■ **THE TASK**
Every line between the one containing "Target: stone temple ruin" and the last line of the data, both included, is to be set down exactly, and pictures are to be omitted.

■ **DATA FOR THE TASK**
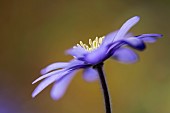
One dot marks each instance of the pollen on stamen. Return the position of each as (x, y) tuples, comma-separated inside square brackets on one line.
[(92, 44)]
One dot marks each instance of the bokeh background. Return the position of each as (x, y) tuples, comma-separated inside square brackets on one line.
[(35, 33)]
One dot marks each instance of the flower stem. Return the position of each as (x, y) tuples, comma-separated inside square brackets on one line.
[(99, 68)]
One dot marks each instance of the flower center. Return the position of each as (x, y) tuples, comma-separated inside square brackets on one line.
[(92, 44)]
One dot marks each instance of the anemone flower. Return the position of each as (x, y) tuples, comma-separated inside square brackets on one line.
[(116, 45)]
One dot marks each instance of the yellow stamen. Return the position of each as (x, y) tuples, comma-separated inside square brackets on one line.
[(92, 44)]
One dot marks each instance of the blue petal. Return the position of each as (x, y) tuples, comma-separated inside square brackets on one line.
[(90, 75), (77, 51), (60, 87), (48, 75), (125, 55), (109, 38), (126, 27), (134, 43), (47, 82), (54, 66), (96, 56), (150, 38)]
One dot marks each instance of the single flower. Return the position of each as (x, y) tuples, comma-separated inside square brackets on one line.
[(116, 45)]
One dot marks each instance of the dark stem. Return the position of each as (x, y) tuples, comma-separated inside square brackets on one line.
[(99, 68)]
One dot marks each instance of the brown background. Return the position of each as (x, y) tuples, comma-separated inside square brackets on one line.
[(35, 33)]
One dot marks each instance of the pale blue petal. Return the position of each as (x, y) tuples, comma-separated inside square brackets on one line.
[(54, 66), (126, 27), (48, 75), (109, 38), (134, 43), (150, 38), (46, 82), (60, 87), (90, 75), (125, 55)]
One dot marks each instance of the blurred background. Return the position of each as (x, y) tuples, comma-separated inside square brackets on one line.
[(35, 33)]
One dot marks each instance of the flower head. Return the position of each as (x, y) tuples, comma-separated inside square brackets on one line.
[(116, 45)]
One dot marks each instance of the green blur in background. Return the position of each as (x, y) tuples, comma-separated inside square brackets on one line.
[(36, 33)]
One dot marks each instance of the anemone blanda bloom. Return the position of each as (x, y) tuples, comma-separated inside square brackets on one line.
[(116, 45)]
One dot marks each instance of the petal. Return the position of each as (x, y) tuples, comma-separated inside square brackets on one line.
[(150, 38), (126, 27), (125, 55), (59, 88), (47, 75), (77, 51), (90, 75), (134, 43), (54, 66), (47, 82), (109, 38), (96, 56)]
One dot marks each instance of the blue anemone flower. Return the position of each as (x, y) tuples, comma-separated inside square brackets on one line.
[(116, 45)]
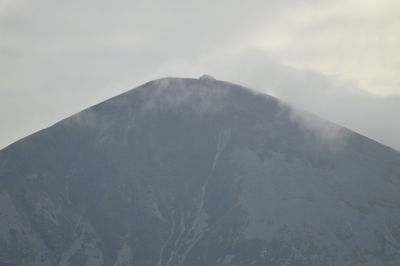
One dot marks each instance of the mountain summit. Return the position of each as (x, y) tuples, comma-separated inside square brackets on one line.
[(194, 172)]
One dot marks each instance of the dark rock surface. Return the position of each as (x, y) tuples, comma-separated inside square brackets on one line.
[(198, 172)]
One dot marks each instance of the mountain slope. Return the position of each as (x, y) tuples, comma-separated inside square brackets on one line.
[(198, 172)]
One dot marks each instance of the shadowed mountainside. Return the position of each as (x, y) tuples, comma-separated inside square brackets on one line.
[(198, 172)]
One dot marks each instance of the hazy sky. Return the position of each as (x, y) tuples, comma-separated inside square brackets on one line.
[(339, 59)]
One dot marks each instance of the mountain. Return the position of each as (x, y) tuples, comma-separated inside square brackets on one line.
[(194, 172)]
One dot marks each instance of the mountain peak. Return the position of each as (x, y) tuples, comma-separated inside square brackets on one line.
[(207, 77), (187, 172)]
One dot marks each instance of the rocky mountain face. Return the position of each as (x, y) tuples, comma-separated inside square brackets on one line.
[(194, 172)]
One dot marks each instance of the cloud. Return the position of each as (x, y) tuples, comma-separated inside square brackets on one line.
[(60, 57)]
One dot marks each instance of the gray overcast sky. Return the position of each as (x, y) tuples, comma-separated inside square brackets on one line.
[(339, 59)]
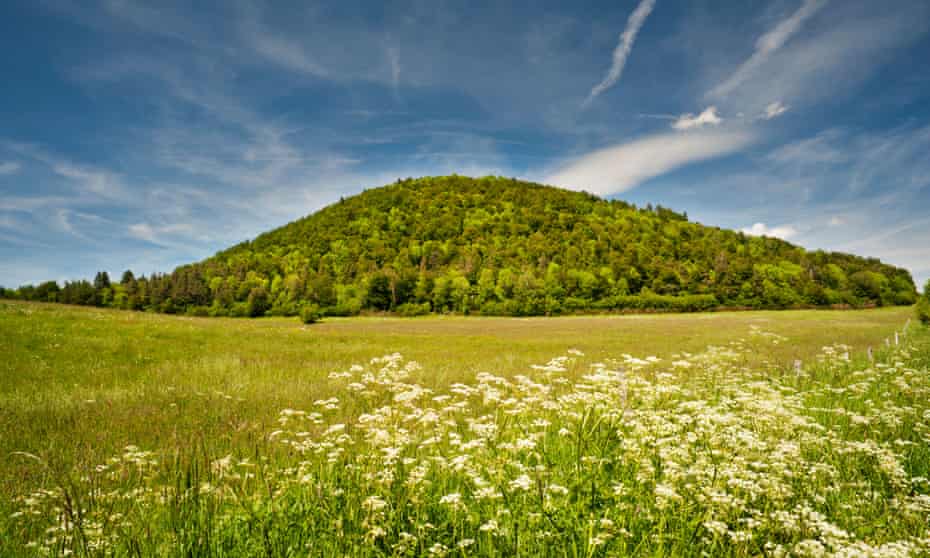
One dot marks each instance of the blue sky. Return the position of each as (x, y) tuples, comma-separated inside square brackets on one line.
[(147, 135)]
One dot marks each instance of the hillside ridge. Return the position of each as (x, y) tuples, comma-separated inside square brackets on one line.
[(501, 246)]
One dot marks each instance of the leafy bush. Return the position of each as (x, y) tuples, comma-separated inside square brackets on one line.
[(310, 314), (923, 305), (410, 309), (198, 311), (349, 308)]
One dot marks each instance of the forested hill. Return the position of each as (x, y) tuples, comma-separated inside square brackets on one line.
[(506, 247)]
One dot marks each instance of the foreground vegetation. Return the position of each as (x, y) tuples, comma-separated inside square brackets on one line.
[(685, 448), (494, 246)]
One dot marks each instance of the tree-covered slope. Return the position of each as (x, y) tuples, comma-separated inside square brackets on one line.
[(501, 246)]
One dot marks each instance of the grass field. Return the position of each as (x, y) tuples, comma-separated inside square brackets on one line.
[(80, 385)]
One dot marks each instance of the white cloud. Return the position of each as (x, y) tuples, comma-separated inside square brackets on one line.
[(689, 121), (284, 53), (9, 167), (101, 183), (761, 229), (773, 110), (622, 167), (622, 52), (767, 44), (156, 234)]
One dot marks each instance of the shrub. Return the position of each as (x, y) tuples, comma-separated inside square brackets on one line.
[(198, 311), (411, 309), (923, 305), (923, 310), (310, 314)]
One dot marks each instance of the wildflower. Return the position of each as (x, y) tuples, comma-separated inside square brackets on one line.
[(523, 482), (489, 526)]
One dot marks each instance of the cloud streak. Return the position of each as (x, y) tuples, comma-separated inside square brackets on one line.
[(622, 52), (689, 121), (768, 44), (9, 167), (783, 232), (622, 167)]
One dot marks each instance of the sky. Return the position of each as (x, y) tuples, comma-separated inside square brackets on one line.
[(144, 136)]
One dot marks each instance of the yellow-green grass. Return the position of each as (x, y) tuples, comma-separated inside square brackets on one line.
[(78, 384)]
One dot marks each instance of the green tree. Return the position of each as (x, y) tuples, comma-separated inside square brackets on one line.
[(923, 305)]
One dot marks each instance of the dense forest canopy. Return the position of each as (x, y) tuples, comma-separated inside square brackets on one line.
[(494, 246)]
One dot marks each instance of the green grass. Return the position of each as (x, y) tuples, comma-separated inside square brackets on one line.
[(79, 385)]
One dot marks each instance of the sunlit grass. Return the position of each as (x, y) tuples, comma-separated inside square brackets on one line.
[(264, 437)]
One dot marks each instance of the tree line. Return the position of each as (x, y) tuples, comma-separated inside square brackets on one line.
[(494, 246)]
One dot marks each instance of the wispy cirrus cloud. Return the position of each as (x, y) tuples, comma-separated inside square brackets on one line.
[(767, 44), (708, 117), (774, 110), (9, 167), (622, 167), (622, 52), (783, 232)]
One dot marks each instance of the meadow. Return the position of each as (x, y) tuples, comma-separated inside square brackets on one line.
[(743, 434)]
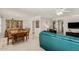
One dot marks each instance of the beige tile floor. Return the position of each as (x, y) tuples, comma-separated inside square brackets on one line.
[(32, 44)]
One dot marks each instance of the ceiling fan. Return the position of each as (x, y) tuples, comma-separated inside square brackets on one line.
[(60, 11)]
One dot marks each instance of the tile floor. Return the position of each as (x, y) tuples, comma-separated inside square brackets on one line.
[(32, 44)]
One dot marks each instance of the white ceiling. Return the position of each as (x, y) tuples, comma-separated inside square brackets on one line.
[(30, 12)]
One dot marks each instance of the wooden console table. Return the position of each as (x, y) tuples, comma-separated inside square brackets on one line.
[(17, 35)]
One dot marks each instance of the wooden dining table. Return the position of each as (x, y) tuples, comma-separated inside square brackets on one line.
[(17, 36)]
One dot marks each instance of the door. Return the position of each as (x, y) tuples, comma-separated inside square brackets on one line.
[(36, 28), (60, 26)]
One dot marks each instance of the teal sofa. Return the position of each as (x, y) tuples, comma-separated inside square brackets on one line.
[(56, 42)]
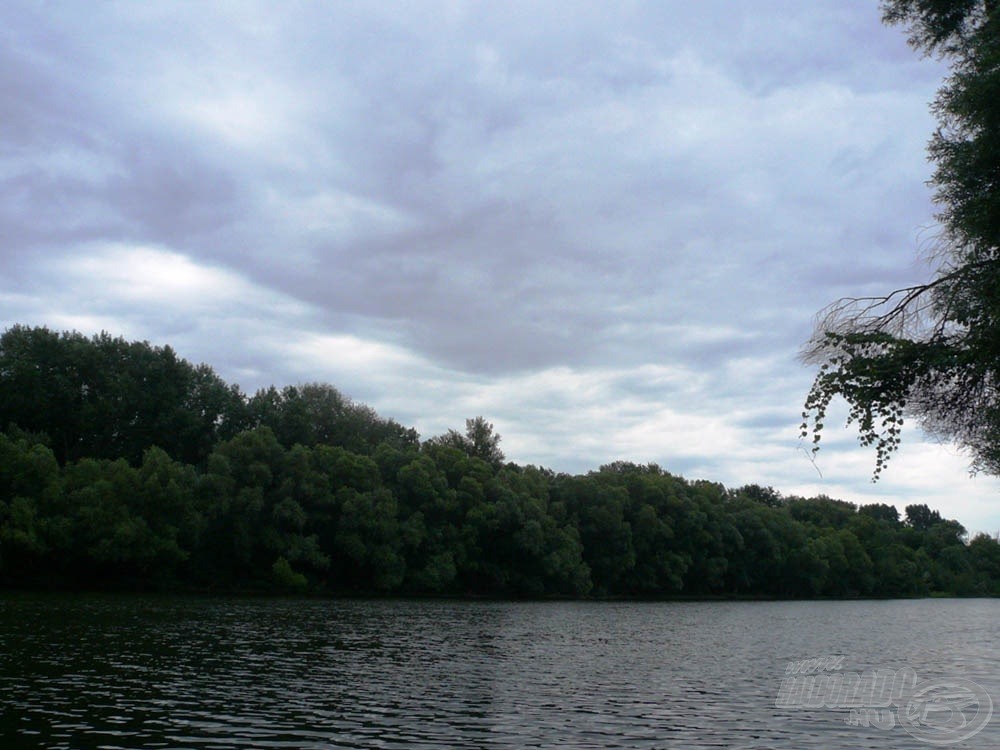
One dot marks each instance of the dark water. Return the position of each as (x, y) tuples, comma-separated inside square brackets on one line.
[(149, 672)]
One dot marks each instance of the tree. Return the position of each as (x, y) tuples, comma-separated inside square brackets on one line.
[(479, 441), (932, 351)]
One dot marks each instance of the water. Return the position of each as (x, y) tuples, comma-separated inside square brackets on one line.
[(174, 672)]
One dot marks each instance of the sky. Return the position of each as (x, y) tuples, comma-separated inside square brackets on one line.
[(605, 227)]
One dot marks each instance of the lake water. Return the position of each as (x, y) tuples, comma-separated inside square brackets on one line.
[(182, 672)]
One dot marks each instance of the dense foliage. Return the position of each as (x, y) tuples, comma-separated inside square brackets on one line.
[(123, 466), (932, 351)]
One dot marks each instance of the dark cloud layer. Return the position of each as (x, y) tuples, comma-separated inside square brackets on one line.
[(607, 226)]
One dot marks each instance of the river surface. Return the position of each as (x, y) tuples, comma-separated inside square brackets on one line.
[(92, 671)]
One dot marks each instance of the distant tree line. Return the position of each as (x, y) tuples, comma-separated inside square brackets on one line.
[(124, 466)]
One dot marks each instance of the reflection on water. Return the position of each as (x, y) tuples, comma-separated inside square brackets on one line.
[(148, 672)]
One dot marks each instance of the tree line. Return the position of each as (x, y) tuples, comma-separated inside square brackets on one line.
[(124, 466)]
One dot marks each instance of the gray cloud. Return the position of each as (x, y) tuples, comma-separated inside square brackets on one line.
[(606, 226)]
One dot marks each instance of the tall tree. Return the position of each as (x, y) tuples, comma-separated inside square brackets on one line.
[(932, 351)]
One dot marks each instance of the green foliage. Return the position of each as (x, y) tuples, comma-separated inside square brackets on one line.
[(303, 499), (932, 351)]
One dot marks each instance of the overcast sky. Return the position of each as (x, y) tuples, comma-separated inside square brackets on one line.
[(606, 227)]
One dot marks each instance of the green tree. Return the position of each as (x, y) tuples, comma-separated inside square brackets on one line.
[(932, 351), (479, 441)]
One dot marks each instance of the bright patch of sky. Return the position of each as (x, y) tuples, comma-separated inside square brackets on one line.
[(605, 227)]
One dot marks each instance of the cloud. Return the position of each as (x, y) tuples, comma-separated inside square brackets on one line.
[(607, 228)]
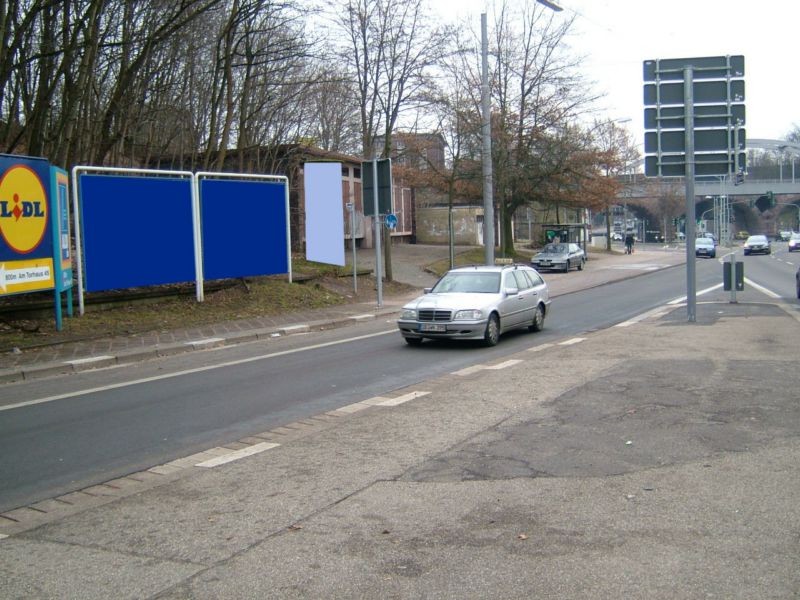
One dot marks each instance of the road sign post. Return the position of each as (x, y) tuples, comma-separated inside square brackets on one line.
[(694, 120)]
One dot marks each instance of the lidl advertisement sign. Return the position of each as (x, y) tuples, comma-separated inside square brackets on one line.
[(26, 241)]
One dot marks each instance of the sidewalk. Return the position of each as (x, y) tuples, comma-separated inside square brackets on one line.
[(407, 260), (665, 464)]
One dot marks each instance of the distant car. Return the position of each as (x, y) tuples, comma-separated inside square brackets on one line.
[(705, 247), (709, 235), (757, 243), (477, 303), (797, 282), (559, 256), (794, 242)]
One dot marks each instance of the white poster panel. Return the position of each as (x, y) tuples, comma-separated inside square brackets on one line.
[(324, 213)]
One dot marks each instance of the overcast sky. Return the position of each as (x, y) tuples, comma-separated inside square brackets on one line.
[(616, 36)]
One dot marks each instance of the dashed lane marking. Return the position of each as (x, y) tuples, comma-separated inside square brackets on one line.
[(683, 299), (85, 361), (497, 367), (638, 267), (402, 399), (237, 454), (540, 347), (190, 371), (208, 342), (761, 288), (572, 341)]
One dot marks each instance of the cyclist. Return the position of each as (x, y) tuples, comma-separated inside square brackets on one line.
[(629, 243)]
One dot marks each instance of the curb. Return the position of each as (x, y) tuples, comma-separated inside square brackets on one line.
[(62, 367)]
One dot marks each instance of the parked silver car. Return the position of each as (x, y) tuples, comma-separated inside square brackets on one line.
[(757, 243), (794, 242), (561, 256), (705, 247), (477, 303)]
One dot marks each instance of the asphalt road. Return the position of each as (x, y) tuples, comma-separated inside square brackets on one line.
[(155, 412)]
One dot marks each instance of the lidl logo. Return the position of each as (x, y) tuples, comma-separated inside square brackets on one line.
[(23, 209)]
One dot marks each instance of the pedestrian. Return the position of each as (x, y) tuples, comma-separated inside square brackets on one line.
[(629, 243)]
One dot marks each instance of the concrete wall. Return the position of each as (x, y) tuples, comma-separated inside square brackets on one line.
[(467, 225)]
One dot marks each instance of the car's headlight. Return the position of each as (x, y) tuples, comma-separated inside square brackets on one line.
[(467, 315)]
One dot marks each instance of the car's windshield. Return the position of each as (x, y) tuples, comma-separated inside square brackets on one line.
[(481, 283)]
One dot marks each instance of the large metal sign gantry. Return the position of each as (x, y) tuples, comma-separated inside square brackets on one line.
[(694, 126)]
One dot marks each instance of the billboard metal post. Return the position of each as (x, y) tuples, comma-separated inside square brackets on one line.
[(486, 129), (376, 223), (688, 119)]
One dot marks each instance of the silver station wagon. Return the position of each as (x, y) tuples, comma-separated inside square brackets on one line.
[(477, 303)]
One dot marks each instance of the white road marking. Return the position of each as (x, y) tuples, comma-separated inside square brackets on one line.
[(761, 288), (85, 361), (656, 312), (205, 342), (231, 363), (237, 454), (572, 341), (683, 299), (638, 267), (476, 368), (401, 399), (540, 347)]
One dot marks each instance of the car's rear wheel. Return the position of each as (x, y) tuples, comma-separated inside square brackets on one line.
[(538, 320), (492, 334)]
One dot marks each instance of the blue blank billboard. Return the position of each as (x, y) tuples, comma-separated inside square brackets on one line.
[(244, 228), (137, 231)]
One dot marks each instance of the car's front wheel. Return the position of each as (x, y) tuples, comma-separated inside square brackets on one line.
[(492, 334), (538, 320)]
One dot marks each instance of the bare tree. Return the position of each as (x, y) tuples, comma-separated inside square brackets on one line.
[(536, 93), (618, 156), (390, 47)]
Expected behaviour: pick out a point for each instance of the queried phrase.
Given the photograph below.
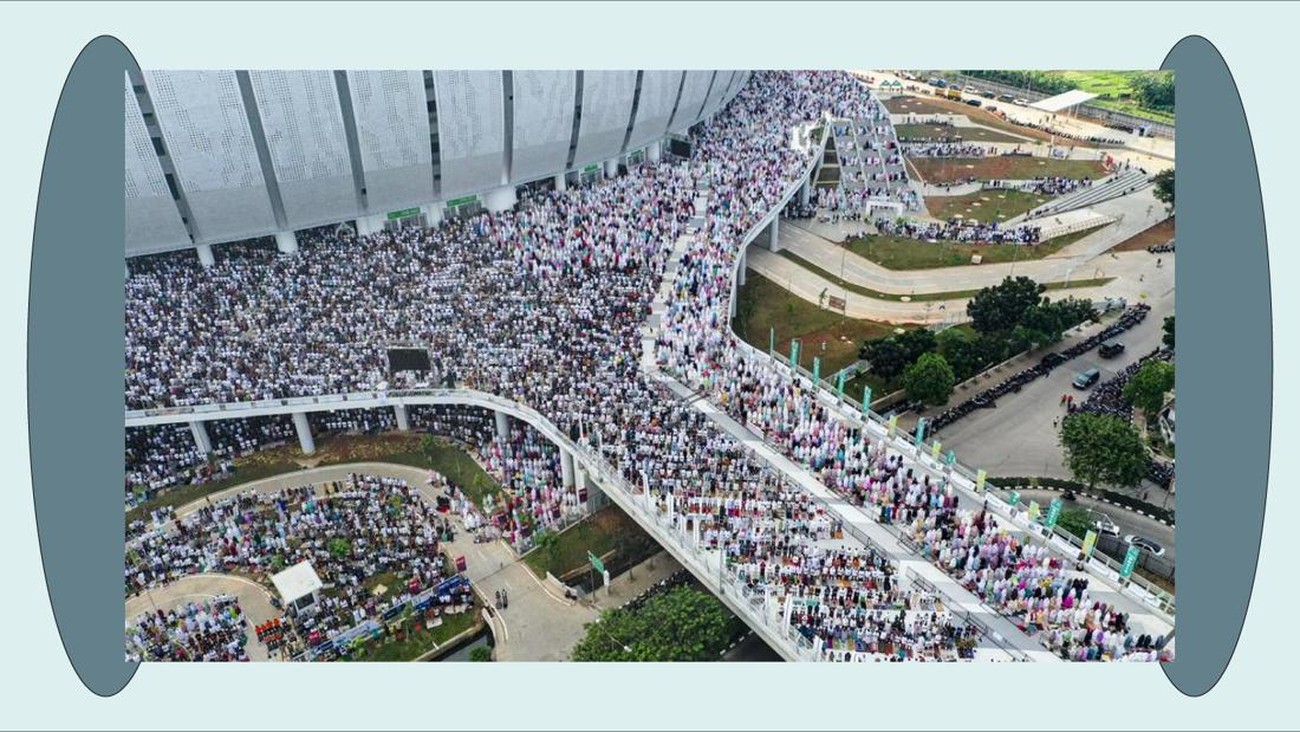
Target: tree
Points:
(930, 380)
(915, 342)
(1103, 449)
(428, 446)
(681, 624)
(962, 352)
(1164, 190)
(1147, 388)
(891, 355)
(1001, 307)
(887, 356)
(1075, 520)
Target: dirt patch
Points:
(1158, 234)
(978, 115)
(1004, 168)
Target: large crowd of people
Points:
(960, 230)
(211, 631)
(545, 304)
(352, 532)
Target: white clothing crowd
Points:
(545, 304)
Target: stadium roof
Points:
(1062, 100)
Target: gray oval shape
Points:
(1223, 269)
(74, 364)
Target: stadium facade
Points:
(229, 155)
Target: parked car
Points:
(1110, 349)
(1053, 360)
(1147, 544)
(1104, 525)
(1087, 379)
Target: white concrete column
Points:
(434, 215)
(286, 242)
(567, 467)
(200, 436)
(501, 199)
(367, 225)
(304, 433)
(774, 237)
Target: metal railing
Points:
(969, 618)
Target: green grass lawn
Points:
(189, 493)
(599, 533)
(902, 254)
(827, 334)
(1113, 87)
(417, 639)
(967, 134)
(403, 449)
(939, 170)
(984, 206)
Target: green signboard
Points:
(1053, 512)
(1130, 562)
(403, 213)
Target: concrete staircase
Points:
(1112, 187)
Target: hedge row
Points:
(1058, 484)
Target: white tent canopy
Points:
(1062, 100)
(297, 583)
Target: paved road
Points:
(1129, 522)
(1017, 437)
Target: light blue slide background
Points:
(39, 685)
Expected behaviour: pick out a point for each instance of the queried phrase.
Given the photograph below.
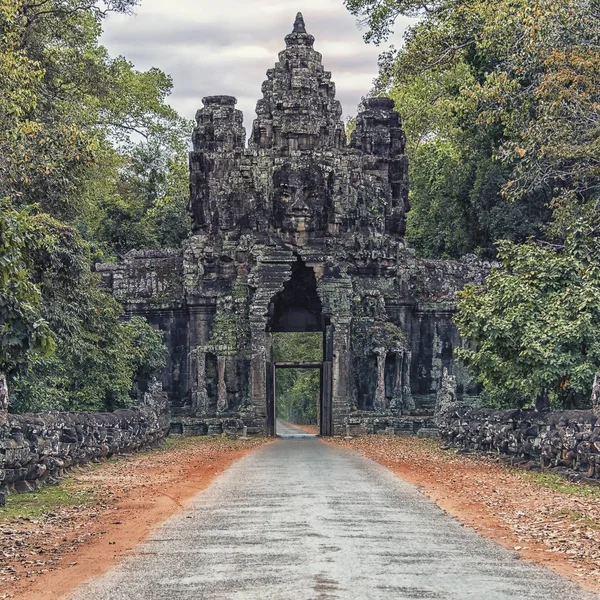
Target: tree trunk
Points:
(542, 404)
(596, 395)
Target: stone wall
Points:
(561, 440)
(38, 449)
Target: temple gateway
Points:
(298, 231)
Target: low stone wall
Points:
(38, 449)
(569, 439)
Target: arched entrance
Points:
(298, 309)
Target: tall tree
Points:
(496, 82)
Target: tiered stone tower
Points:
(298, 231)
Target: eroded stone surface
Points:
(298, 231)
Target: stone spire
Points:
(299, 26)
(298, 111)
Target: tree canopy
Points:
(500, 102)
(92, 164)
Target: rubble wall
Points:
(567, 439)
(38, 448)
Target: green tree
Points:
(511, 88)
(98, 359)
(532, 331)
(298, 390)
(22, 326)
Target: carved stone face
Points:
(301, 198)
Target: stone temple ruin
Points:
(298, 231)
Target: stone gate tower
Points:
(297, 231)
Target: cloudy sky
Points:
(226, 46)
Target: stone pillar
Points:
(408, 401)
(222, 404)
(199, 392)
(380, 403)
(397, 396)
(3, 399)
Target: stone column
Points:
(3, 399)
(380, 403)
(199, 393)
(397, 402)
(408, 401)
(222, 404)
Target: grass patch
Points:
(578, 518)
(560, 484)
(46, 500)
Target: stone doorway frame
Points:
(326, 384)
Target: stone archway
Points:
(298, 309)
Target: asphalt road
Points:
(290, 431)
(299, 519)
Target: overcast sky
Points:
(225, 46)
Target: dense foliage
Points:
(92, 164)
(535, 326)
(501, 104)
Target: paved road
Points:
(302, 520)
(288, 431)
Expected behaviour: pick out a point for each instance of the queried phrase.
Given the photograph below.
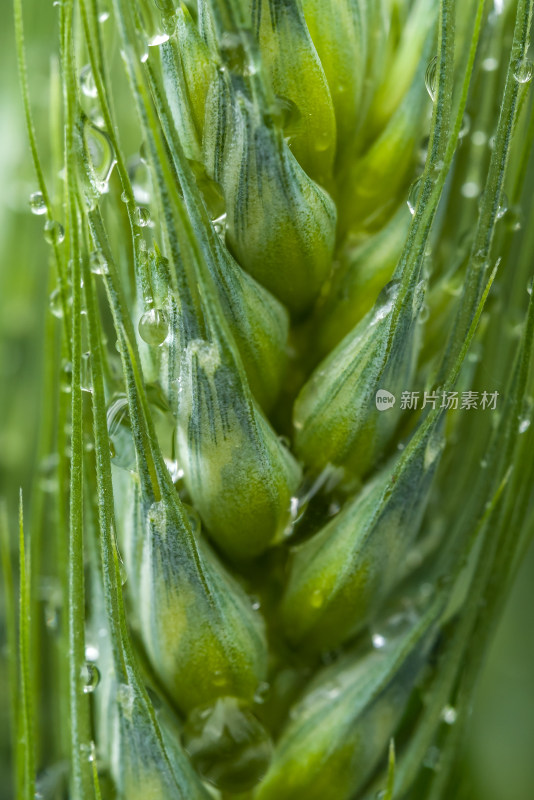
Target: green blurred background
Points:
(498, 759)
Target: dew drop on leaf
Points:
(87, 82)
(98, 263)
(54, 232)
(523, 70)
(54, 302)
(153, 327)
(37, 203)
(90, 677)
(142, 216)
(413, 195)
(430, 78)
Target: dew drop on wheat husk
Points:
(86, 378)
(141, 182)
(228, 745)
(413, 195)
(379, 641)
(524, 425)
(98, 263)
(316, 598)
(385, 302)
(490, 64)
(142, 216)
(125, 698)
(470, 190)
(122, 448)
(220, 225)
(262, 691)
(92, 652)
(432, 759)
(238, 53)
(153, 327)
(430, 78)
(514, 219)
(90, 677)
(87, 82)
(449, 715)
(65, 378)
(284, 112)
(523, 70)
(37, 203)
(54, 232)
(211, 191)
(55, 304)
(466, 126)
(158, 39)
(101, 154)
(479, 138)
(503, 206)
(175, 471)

■ **REPLY**
Target: stone temple ruin
Points:
(298, 231)
Target: stone gate tower
Points:
(297, 231)
Target: cloudy sky
Points:
(226, 46)
Target: stone pillar
Points:
(408, 401)
(222, 404)
(199, 392)
(380, 403)
(397, 396)
(3, 399)
Target: stone column
Points:
(3, 399)
(380, 403)
(199, 393)
(397, 402)
(408, 401)
(222, 404)
Target: grass patch
Points:
(578, 518)
(560, 484)
(46, 500)
Target: stone doorway frame
Points:
(326, 384)
Target: stone archway
Points:
(298, 309)
Target: asphalt road
Points:
(290, 431)
(299, 519)
Target: overcast sky
Points:
(225, 46)
Target: dense foliage
Points:
(92, 164)
(535, 326)
(501, 104)
Target: paved road
Points:
(302, 520)
(288, 431)
Expected behaviour: pick out a point for each instance of the queried phrase.
Given the photograph below.
Target: green blurred background
Points:
(498, 759)
Target: dew drop on leaf
Points:
(87, 82)
(98, 263)
(54, 232)
(523, 70)
(54, 302)
(153, 327)
(37, 203)
(90, 677)
(142, 216)
(413, 195)
(430, 78)
Target: dew drop on wheat husk
Points:
(86, 378)
(141, 182)
(228, 745)
(413, 195)
(379, 641)
(524, 425)
(98, 263)
(316, 598)
(385, 302)
(490, 64)
(142, 216)
(125, 698)
(470, 190)
(122, 448)
(220, 225)
(262, 691)
(92, 652)
(432, 759)
(238, 53)
(153, 327)
(430, 78)
(514, 219)
(90, 677)
(87, 82)
(449, 715)
(65, 378)
(284, 112)
(523, 70)
(37, 203)
(54, 232)
(211, 191)
(55, 304)
(466, 126)
(158, 39)
(101, 154)
(479, 138)
(503, 206)
(175, 471)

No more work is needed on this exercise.